Given exercise:
Render the items below as a two-column CSV with the headers item_text and answer, one row per item, putting each item's text and its answer in a single quoted field with line breaks replaced by spaces. Leave the pictures out.

________________

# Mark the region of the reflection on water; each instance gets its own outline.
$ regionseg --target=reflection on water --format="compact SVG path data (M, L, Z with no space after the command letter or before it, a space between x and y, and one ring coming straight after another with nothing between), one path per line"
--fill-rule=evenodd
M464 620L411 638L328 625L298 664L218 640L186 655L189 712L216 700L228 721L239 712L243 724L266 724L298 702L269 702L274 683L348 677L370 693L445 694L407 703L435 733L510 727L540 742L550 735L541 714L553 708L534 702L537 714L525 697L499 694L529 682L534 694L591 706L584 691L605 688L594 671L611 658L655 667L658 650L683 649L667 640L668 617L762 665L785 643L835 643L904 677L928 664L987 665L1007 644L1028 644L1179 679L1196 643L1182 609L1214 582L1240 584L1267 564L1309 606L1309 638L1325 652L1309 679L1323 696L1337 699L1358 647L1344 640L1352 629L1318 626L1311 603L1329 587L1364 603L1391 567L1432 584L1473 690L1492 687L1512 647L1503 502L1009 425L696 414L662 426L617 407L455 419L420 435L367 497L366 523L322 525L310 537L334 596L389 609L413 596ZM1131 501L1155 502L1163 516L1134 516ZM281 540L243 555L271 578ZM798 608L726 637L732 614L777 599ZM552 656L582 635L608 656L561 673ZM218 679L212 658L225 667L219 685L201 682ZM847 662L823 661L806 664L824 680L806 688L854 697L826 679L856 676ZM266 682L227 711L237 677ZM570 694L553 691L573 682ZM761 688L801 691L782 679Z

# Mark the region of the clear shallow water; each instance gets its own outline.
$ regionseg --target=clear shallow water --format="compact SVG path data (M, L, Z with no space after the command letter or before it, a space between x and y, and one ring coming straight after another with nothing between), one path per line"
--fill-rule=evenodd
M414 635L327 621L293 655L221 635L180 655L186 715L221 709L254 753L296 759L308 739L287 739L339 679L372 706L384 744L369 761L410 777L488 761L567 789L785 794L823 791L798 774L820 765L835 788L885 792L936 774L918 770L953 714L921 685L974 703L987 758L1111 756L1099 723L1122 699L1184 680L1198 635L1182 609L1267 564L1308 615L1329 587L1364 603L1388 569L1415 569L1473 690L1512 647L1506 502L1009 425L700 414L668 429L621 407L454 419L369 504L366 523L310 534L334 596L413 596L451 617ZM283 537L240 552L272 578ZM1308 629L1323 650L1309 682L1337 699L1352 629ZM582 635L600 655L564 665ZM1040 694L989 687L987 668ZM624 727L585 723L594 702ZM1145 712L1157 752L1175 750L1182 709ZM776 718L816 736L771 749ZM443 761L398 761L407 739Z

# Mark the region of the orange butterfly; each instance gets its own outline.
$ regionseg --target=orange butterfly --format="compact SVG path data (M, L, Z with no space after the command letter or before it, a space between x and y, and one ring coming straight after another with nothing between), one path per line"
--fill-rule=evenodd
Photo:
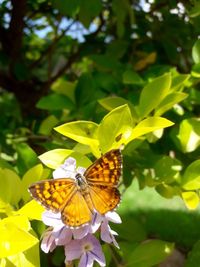
M97 159L83 176L40 181L29 191L47 209L61 212L64 224L79 227L91 221L94 211L103 215L116 208L121 173L121 151L113 149Z

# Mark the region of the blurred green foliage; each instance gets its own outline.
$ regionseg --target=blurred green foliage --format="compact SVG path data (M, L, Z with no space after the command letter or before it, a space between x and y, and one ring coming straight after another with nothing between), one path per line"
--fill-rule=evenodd
M0 18L0 266L63 264L59 249L39 255L28 186L69 155L87 167L124 145L121 250L104 246L107 266L159 266L176 248L198 267L199 2L0 0ZM154 211L137 210L136 181ZM174 197L173 221L156 205Z

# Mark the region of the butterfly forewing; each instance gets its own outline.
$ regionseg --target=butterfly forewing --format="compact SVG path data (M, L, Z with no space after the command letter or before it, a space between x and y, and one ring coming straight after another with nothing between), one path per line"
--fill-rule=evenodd
M117 186L122 173L122 155L113 149L96 160L84 173L88 184Z
M76 179L62 178L32 184L29 191L47 209L61 212L63 223L70 227L85 225L96 210L105 214L116 208L120 193L116 188L122 172L119 149L96 160Z
M60 212L75 194L76 187L73 179L52 179L32 184L29 191L45 208Z

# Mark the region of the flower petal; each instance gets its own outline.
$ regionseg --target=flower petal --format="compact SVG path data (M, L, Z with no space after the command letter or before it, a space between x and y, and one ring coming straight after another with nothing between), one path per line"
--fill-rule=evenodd
M48 253L49 251L53 251L56 247L55 238L52 235L52 231L46 231L43 235L43 239L41 242L41 249L45 253Z
M65 257L67 261L79 259L81 254L82 250L80 240L72 240L65 245Z
M55 237L56 237L55 240L56 245L58 246L66 245L72 240L72 230L64 226L62 227L62 229L60 229L55 233Z
M93 262L94 262L93 257L91 257L89 253L84 253L81 256L78 267L92 267Z
M72 229L74 239L82 239L83 237L85 237L88 234L89 229L90 229L89 225L85 225L85 226L78 228L78 229Z
M109 212L107 212L106 215L105 215L105 217L106 217L106 219L108 221L111 221L113 223L121 223L122 222L120 216L115 211L109 211Z
M61 214L53 213L48 210L42 213L42 221L44 224L48 226L53 226L56 228L61 228L64 226L63 222L61 221Z

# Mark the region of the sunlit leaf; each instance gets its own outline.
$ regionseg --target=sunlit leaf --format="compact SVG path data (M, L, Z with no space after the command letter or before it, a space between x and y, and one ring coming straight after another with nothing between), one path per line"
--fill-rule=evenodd
M200 120L185 119L180 123L178 139L183 152L192 152L200 145Z
M110 111L99 124L98 137L102 152L127 143L132 126L133 120L128 105Z
M141 118L155 109L169 92L171 86L170 74L165 74L147 84L140 95L139 111Z
M182 198L190 210L196 209L199 205L199 196L196 192L182 192Z
M38 243L28 230L25 216L13 216L0 221L0 258L23 252Z
M149 117L138 123L135 128L133 128L129 139L133 140L155 130L170 127L173 124L173 122L162 117Z
M17 214L27 216L30 220L41 220L44 211L45 209L43 206L37 201L31 200L18 210Z
M192 57L196 64L200 63L200 40L197 40L192 48Z
M90 121L74 121L65 123L55 128L64 136L67 136L81 144L90 146L91 150L98 153L99 141L97 140L98 125Z
M38 164L31 169L29 169L22 178L22 199L26 202L30 199L30 194L28 192L28 187L33 182L41 180L43 173L42 164Z
M200 188L200 160L195 160L187 167L183 174L182 187L186 190Z
M19 176L10 169L0 169L0 199L5 203L16 205L22 193Z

________________

The completed task:
item_text,answer
"# Mark the region of the reflection on water; each instance gets its own outline. $ regionseg --target=reflection on water --format=""compact SVG path data (M, L, Z with no space after the command letter or before it, a space between x and y, and one ring coming straight after another with nothing between), one path per line"" --fill-rule=evenodd","M464 620L411 638L328 625L298 664L218 640L186 655L189 712L216 700L228 721L239 712L243 724L266 724L298 702L269 702L274 683L348 677L370 693L445 694L407 703L435 733L510 727L540 742L550 735L541 714L553 708L534 702L537 714L525 697L499 694L529 682L534 694L591 706L584 691L605 688L594 671L611 658L655 667L658 650L683 649L667 640L668 617L762 665L785 643L835 643L904 677L928 664L987 665L1007 644L1028 644L1179 679L1196 643L1182 609L1214 582L1240 584L1267 564L1309 606L1309 638L1325 652L1309 679L1323 696L1337 699L1358 647L1344 640L1352 629L1318 626L1311 603L1329 587L1364 603L1391 567L1432 584L1473 690L1492 687L1512 647L1503 502L1009 425L696 414L662 426L617 407L455 419L420 435L367 497L366 523L322 525L310 537L334 596L389 609L413 596ZM1131 501L1155 502L1163 516L1134 516ZM281 540L243 555L271 578ZM798 608L726 637L732 614L777 599ZM552 656L582 635L608 656L561 673ZM218 679L212 658L225 667L219 685L201 682ZM847 662L823 661L806 664L824 680L806 688L854 697L826 679L856 676ZM266 682L227 711L237 677ZM570 694L553 691L573 682ZM761 688L801 691L782 679Z"
"# Mark the region of the clear shallow water; each instance gets its own outline. $ regionseg --target=clear shallow water --format=""compact SVG path data (M, L, Z with no space after the command letter or before it, a space between x and y, and one ring coming straight after another with nothing between), one path per line"" --fill-rule=evenodd","M414 635L327 621L293 655L221 635L180 655L186 715L221 709L254 753L296 759L308 739L287 739L339 679L372 706L384 744L369 761L410 777L488 761L567 789L785 794L823 791L798 774L820 765L835 788L885 792L936 774L918 770L953 714L921 685L974 703L987 758L1111 756L1099 723L1122 699L1184 680L1198 635L1182 609L1267 564L1308 615L1329 587L1364 603L1388 569L1415 569L1473 690L1512 647L1506 502L1009 425L700 414L668 429L621 407L454 419L369 504L366 523L310 534L334 596L413 596L451 617ZM283 537L240 552L272 578ZM1308 629L1323 650L1309 682L1337 699L1352 629ZM582 635L600 655L564 665ZM1040 694L989 687L987 668ZM624 727L585 723L594 702ZM1145 712L1157 752L1175 750L1182 709ZM776 718L816 736L771 749ZM443 761L398 761L407 739Z"
"# Mark the region of the orange butterfly; each instance gets its own outline. $ regionseg --target=orange butterfly --format=""compact SVG path data (M, L, Z with no space after the command letter or before it, a space between x and y, and one ring coming straight after another with nothing between), one path per line"" --fill-rule=evenodd Photo:","M97 159L83 176L40 181L29 191L47 209L61 212L64 224L79 227L91 221L94 211L103 215L116 208L121 173L121 151L113 149Z"
"# Mark the region of the blurred green foliage; each instance gets its own outline. $ regionseg --target=blurred green foliage --format=""compact SVG path data (M, L, Z with no space after the command letter or before it, a space between x and y, and one ring coming straight after another with nothing between), one path per line"" --fill-rule=evenodd","M0 18L0 266L63 264L59 249L39 255L28 186L69 155L87 167L124 145L121 250L104 246L107 266L159 266L176 248L198 267L199 2L0 0ZM154 211L137 210L136 181ZM174 197L173 221L156 205Z"
"# Mark the region of the butterfly forewing; each instance gets its own outline. $ regionseg --target=butterfly forewing --format=""compact SVG path data (M, L, Z with no space after the command letter or before it, a space between x and y, and one ring coming straight after another with nothing between), one path per line"" --fill-rule=evenodd","M117 186L122 173L122 155L113 149L96 160L84 173L88 184Z M76 179L62 178L32 184L29 191L47 209L61 212L63 223L70 227L85 225L96 210L105 214L116 208L120 193L116 188L122 172L119 149L96 160Z M60 212L75 194L76 187L73 179L52 179L32 184L29 191L45 208Z"
"# Mark the region of the flower petal; each instance gets its own outline. $ regionseg --target=flower petal --format=""compact SVG path data (M, L, Z with no space after the command letter or before it, a space between x and y, and one ring coming straight after another with nothing between), one path per line"" --fill-rule=evenodd","M48 253L49 251L53 251L56 247L55 238L52 235L52 231L46 231L43 235L43 239L41 242L41 249L45 253Z M65 257L67 261L79 259L81 254L82 250L80 240L72 240L65 245Z M55 237L56 237L55 240L56 245L58 246L66 245L72 240L72 230L64 226L62 227L62 229L60 229L55 233Z M93 262L94 262L93 257L91 257L89 253L84 253L81 256L78 267L92 267Z M72 229L74 239L82 239L83 237L85 237L88 234L89 229L90 229L89 225L85 225L85 226L78 228L78 229Z M109 212L107 212L106 215L105 215L105 217L106 217L106 219L108 221L111 221L113 223L121 223L122 222L120 216L115 211L109 211Z M61 214L53 213L48 210L42 213L42 221L44 224L48 226L53 226L56 228L61 228L64 226L63 222L61 221Z"
"# Mark the region of the sunlit leaf; each instance gets its own outline. $ regionseg --target=sunlit leaf --format=""compact SVG path data (M, L, Z with no space after the command letter or before it, a space between x and y, and one ring coming straight after another with nothing between), one path per line"" --fill-rule=evenodd","M200 120L185 119L180 123L178 139L183 152L192 152L200 145Z M110 111L99 124L98 137L102 152L127 143L132 126L133 120L128 105Z M141 118L155 109L169 92L171 86L170 74L165 74L147 84L140 95L139 111Z M182 198L190 210L196 209L199 205L199 196L196 192L182 192Z M38 243L28 230L25 216L13 216L0 221L0 258L23 252Z M149 117L138 123L135 128L133 128L129 139L133 140L155 130L170 127L173 124L173 122L162 117Z M17 214L27 216L30 220L41 220L44 211L45 209L43 206L37 201L31 200L18 210Z M192 57L196 64L200 63L200 40L197 40L192 48Z M90 121L74 121L65 123L55 128L64 136L67 136L81 144L90 146L91 150L98 153L99 141L97 140L98 125Z M38 164L31 169L29 169L22 178L22 199L26 202L30 199L30 194L28 192L28 187L33 182L41 180L43 173L42 164Z M200 188L200 160L195 160L187 167L183 174L182 187L186 190Z M19 176L10 169L0 169L0 199L5 203L16 205L22 193Z"